── Extract provided ──

2013 was a year of significant growth and development for HathiTrust. The partnership gained more than a dozen new partners, including two in Canada and one in Australia, and forged closer ties with emerging collaborations such as the Digital Public Library of America and the Digital Preservation Network. HathiTrust continued its work to open access to publications through copyright review, licenses from rights holders, and a new arrangement with Knowledge Unlatched. The Board appointed a new Program Steering Committee to carry forward partner initiatives and began a search for a new Executive Director to lead HathiTrust in its next phase. HathiTrust revolutionized opportunities for accessing and using its collections through the release of the HathiTrust Research Center (HTRC) and expanded access for users at partner institutions who have print disabilities. HathiTrust released Zephir, a new bibliographic management system developed by the University of California, and completed a major re-design of its web interfaces. A recap of these activities and more can be found in the review below.
Highlighted News
New Partners
14 institutions joined HathiTrust in 2013:
- Allegheny College
- Brown University
- Colby College
- Temple University
- Tufts University
- University of Alabama
- University of Alberta
- University of British Columbia
- University of Houston
- University of Massachusetts
- University of Oklahoma
- University of Queensland
- University of Tennessee, Knoxville
- Wake Forest University
New Content
HathiTrust partners contributed 278,766 volumes to the repository. 263,525 of these are in the public domain. Texas A&M University was a new contributor, bringing to 26 the total number of institutions contributing content to HathiTrust.
HathiTrust made significant progress in facilitating the deposit of locally-digitized content, including running a survey about partner ingest needs, hosting a conference call with interested partners, developing a single-image validation tool, and making plans to release a full-volume validation and remediation tool in early 2014.
Executive Director Search
The Board of Governors began a search for a new executive director following the departure of John Wilkin, HathiTrust’s founding executive director. The Board formed a search committee, and a job description was posted in August. The search committee reviewed applications, and held phone interviews through the fall and will be holding finalist in-person interviews in Ann Arbor, Michigan in January.
Print Disabilities Access
HathiTrust released a new service that allows designated proxies at partner institutions in the United States and Canada to provide access to in-copyright works in HathiTrust to users at their institutions who are certified as having a print disability. See http://www.hathitrust.org/accessibility for more information.
HathiTrust Bylaws Accepted
In early 2013, HathiTrust institutions voted unanimously to accept bylaws put forward by the Board of Governors.
HathiTrust and DPN
HathiTrust announced its intention to become a “replicating node” in the Digital Preservation Network (DPN). The full announcement can be read at http://www.hathitrust.org/hathitrust_dpn_announcement.
HathiTrust and Knowledge Unlatched
HathiTrust announced that it would be preserving and providing access to works made available through Knowledge Unlatched, an organization that is “helping stakeholders to work together for a sustainable open future for specialist scholarly books”. More information about Knowledge Unlatched is available at http://www.knowledgeunlatched.org/.

───
── Extracted data ──

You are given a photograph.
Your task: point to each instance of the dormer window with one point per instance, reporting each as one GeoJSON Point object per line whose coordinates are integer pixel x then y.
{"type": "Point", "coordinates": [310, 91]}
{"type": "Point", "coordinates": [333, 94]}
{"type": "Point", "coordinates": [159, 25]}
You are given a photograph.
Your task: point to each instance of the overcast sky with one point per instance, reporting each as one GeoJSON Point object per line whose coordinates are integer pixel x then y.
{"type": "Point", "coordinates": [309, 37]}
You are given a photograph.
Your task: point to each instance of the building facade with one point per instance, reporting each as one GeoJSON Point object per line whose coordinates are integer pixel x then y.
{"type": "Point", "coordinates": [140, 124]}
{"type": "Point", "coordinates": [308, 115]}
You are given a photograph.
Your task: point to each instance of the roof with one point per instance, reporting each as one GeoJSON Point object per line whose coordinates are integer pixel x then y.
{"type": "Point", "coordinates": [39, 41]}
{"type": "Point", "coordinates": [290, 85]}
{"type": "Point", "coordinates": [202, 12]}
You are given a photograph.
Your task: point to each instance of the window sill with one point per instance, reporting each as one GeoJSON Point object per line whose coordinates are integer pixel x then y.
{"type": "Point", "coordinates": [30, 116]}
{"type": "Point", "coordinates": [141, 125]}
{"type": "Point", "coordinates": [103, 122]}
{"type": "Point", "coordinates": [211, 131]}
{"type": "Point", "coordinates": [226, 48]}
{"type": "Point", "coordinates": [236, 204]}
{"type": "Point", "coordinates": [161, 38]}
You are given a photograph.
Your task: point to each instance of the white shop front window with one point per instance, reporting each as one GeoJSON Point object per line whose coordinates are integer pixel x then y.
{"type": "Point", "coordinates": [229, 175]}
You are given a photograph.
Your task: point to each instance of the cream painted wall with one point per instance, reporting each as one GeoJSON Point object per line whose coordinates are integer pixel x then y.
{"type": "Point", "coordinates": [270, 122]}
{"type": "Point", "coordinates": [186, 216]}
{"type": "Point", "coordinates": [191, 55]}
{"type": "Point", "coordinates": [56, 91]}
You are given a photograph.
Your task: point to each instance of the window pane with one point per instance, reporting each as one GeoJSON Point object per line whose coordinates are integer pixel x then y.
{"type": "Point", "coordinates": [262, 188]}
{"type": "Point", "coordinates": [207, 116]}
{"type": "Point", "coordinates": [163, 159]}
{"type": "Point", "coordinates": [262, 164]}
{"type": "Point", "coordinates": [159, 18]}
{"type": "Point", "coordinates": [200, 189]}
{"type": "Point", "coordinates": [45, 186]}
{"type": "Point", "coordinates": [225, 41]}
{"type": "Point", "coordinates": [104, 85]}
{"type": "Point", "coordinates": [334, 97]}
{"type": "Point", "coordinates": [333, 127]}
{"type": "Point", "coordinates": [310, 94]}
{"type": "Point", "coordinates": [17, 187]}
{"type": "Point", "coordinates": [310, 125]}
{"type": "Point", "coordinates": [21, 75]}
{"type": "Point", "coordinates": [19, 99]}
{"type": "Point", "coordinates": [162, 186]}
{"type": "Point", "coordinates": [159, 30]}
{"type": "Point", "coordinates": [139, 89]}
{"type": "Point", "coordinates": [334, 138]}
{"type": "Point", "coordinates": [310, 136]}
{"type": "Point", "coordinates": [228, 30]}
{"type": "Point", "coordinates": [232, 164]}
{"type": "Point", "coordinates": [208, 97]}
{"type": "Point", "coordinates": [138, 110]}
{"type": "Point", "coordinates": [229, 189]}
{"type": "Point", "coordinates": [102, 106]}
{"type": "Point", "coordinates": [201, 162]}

───

• _Tasks to perform_
a: Collect every line of the records that contains the string "window", and copy each line in full.
b: Resume the review of HathiTrust's 2013 activities, picking up directly after its final sentence.

• _Answers by task_
a:
Your task: point to each instance of the dormer window with one point per instance, reporting each as one GeoJSON Point object per line whose coordinates are integer pixel x then y.
Your task: point to each instance of the window sill with one point per instance, reporting each as one GeoJSON Point object per line whose coordinates are integer pixel x then y.
Your task: point to each instance of the white shop front window with one point per instance, reporting each as one GeoJSON Point object per line whose coordinates are integer pixel x then y.
Your task: point to each instance of the window pane with one point per instance, reporting each as one GeoJSON Point object per line whose coordinates are integer pixel x then y.

b:
HathiTrust and DPLA
HathiTrust and the DPLA announced a formal partnership, with HathiTrust participating as a Content Hub. Details are available in the news release.
Website Redesign
The HathiTrust website, including all Web applications, was updated with a unified design and feature set, improving the overall look and functionality of the site. Details are available at http://www.hathitrust.org/hathitrust_new_look.
Assistant Director
HathiTrust appointed Jeremy York as Assistant Director.
Organization, Working Groups, and Committees
Board of Governors
The Board of Governors held in-person meetings in April and October, discussing a range of issues from the appointment of the Program Steering Committee and ballot initiatives passed at the Constitutional Convention, to issues arising from the passage of the bylaws, the HathiTrust Research Center, and the search for a new executive director.
Program Steering Committee
The HathiTrust Board of Governors appointed a Program Steering Committee. The PSC kicked off its work with an in-person meeting in September and held bi-weekly phone calls throughout the fall. In early 2014 the PSC expects to appoint a new Collections Committee and Rights and Access working group, and working groups to carry forward HathiTrust’s US Federal Government Documents and Shared Print Monograph Archive initiatives.
User Experience Advisory Group
The UX Advisory group welcomed new member Matt Morgan of NYPL. The group reviewed and worked to prioritize elements of HathiTrust Web applications that have been identified by users or staff as being in need of improvement.
User Support Working Group
The User Support Working Group welcomed 6 new members in 2013, and created a new subgroup to support corrections to bibliographic records in HathiTrust in conjunction with the move to Zephir, HathiTrust’s new bibliographic management system. A summary of issues received by the User Support Working Group is given in the table at the end of the update.
Special Initiatives
Copyright Review Management System
A summary of the determinations from HathiTrust copyright review activities in 2013 is given below. See CRMS-US and CRMS-World, projects funded by IMLS, for further information.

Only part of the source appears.